• WHAT THIS TASK INVOLVES
The result should be the lines from the one holding "Could you please indicate the dark storm" to the final line of the records, retyped exactly.

• DATA SHOWN
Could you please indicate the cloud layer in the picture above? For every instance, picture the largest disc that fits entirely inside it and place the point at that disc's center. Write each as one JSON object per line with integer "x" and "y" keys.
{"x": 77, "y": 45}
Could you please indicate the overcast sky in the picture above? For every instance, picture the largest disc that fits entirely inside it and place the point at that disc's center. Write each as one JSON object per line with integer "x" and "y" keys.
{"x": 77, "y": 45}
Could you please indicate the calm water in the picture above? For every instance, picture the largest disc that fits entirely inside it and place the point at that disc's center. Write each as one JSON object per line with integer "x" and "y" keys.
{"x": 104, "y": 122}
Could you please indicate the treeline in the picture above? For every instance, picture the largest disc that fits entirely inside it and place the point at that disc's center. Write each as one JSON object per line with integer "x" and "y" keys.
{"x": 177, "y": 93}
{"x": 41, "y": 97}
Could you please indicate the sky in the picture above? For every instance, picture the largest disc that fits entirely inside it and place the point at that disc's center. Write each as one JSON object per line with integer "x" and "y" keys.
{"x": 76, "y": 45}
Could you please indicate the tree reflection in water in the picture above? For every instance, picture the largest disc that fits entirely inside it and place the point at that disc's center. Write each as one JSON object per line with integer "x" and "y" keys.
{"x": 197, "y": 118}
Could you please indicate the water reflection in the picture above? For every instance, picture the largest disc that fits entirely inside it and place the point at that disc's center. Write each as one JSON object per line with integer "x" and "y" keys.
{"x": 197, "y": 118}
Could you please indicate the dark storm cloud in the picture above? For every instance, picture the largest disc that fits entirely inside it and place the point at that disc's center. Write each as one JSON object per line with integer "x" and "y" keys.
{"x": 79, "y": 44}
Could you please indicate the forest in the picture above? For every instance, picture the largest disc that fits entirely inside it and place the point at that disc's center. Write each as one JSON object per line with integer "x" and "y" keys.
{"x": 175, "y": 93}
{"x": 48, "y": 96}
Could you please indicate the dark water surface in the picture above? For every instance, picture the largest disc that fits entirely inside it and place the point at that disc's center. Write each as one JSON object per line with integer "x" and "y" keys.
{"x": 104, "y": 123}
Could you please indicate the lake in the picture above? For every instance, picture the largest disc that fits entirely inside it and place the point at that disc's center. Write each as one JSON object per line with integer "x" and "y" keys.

• TASK SOLUTION
Could you please indicate the dark storm cloud in the picture above? For every instance, picture the largest disc that fits entirely inside it and place the point at that disc's center. Write each as one JSON object per line with integer "x" and "y" keys.
{"x": 79, "y": 44}
Could you please indicate the forest in the picture above? For every instance, picture the largest disc that fits entirely inside it and place the point at that disc's center. Write each as one JSON object per line with integer "x" and "y" keys.
{"x": 175, "y": 93}
{"x": 48, "y": 96}
Could you please indicate the dark water surface in the picture above? For every instance, picture the largest disc that fits entirely inside it and place the point at that disc's center. Write each as one JSON object per line with integer "x" and "y" keys.
{"x": 104, "y": 123}
Could you please indicate the lake in the picture above? For every instance, picture the largest disc that fits entirely inside it and place the point at that disc's center. Write each as one JSON object per line with integer "x" and "y" keys.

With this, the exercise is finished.